Before touching a prompt, walk four questions in order. The bump level reflects what downstream must do to absorb the change.

MAJOR bump:

Adds or removes a JSON schema field, type, or enum value
Changes voice, posture, or persona
Adds a new output category or card type
Downstream parsers (Pydantic models, TypeScript interfaces, render components) must change

MINOR bump:

Changes which signals fire or which data fields are consumed
Tightens or loosens the output rubric (density, length, evidence depth)
Adds or removes few-shot examples

PATCH bump:

Wording fix, typo, contradictory rule resolved
Nothing downstream needs to change

NO BUMP:

Adds a data field to the payload but the prompt text stays frozen — you’re enriching the data that reaches the prompt, not changing the prompt itself

If two categories apply, take the higher one. The rule of thumb: the bump level reflects what downstream must do to absorb the change. Schema change = MAJOR, because parsers break. Wording fix = PATCH, because nothing breaks.

What each level means in practice

PATCH: diff the change, run your validation harness against 10 fixtures minimum, confirm zero schema breaks and zero output drift, ship. No pre-build lock required.

MINOR: run the NO BUMP path first if a data field is involved — prove the frozen prompt handles the new field before touching prompt text. Open a focused pre-build lock. Run the full fixture set. No feature flag required if rollback via redeploy is fast enough.

MAJOR: update the product definition doc first if voice, posture, or output shape is changing. Walk all lock gates. Run the full fixture set plus the drift fuzzer. Ship behind a feature flag using Parallel Change: new prompt alongside old, routed by a per-user version field in the database. Write the sunset criterion and kill-date before flipping the first user.

Stored data entries
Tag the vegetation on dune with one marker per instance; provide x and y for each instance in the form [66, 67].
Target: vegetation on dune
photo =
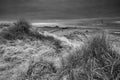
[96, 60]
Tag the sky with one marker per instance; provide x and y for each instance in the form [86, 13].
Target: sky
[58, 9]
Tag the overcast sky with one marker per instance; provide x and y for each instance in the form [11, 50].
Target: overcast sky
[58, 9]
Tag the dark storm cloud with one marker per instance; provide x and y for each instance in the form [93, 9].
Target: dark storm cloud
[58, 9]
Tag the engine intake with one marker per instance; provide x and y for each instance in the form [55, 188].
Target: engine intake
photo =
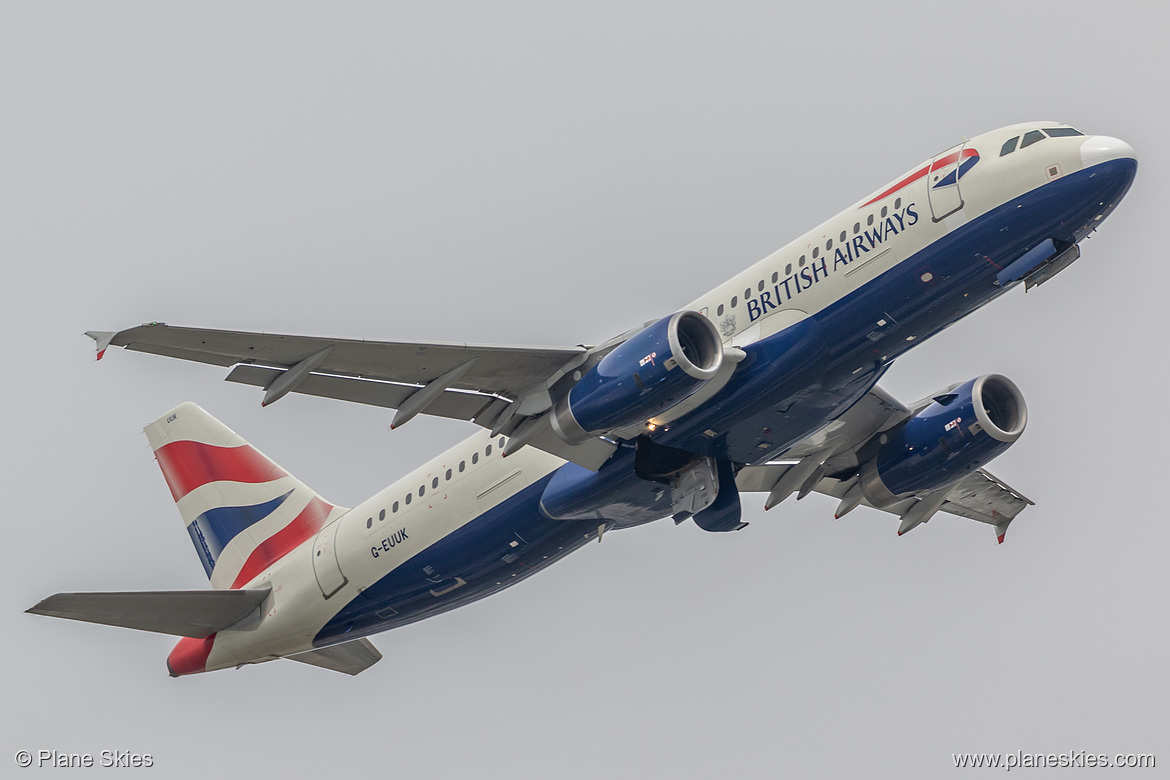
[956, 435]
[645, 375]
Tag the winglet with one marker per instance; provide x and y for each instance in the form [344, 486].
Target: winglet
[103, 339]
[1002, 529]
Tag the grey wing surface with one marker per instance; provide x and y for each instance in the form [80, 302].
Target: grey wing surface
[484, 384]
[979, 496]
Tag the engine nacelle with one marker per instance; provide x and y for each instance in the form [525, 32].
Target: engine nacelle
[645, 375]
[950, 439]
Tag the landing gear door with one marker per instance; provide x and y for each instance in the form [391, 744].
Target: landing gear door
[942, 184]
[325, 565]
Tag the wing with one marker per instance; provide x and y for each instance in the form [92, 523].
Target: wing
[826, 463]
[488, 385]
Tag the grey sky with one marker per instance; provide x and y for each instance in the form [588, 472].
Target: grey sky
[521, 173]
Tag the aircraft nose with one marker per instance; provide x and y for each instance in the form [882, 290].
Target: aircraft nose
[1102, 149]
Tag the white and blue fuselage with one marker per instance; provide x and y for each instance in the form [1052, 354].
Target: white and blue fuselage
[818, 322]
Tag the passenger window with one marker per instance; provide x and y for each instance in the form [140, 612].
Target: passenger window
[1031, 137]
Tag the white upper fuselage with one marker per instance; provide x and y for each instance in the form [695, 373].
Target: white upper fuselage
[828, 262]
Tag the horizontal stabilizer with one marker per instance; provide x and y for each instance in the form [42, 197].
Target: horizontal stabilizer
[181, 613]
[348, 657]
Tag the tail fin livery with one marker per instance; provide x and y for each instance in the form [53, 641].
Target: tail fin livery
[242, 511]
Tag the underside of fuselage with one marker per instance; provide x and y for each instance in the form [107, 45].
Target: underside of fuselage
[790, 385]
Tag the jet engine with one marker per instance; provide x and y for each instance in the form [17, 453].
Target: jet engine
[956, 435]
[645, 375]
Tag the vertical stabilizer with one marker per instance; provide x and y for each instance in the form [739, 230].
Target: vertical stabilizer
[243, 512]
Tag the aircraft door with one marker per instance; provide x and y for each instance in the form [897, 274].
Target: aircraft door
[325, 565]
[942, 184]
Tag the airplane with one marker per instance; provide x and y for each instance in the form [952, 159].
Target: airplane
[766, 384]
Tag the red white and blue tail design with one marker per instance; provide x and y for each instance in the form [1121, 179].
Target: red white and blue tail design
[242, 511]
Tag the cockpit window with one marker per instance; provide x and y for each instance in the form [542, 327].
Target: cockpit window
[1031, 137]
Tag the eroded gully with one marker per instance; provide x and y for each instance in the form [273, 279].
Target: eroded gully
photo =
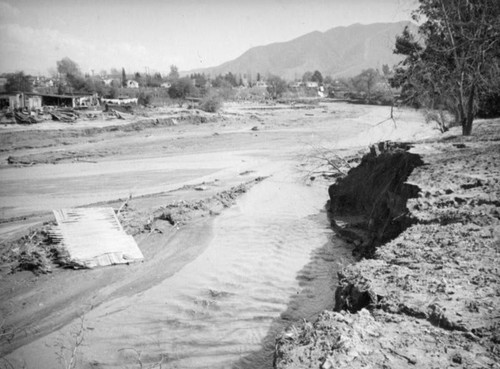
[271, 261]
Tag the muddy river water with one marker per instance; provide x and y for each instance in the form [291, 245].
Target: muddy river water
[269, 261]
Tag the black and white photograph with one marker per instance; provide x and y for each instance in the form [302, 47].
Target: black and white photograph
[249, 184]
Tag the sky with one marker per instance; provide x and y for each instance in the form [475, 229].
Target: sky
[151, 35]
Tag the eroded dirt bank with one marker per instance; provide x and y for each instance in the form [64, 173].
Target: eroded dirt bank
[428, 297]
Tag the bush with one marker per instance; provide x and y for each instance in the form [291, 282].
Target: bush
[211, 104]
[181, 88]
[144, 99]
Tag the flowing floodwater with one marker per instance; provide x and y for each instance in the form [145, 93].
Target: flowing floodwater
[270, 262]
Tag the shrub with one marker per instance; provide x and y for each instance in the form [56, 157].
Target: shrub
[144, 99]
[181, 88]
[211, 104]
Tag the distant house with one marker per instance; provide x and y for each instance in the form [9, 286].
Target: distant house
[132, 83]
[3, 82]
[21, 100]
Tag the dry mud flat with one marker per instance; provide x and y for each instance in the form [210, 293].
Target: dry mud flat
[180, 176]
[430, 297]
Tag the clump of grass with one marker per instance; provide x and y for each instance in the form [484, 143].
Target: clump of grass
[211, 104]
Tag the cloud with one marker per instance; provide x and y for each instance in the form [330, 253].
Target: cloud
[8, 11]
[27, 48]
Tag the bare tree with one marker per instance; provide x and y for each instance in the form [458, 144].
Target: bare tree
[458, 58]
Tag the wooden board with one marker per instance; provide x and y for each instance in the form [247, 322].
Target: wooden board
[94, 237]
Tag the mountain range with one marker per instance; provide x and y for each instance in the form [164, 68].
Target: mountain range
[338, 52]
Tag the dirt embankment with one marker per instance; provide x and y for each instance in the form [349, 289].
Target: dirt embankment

§ **Task 1**:
Answer these questions from the prompt-versioning guide.
(a) What bump level does it assign to adding or removing few-shot examples?
(b) At minimum, how many fixtures should a PATCH be validated against?
(c) In a MAJOR change, what must be written before the first user is flipped?
§ **Task 2**:
Return the passage of the prompt-versioning guide starting with "Adds a data" and going on through "pre-build lock required.", copied word for word.

§ **Written solution 1**:
(a) A MINOR bump.
(b) 10 fixtures.
(c) The sunset criterion and kill-date.

§ **Written solution 2**:
Adds a data field to the payload but the prompt text stays frozen — you’re enriching the data that reaches the prompt, not changing the prompt itself

If two categories apply, take the higher one. The rule of thumb: the bump level reflects what downstream must do to absorb the change. Schema change = MAJOR, because parsers break. Wording fix = PATCH, because nothing breaks.

What each level means in practice

PATCH: diff the change, run your validation harness against 10 fixtures minimum, confirm zero schema breaks and zero output drift, ship. No pre-build lock required.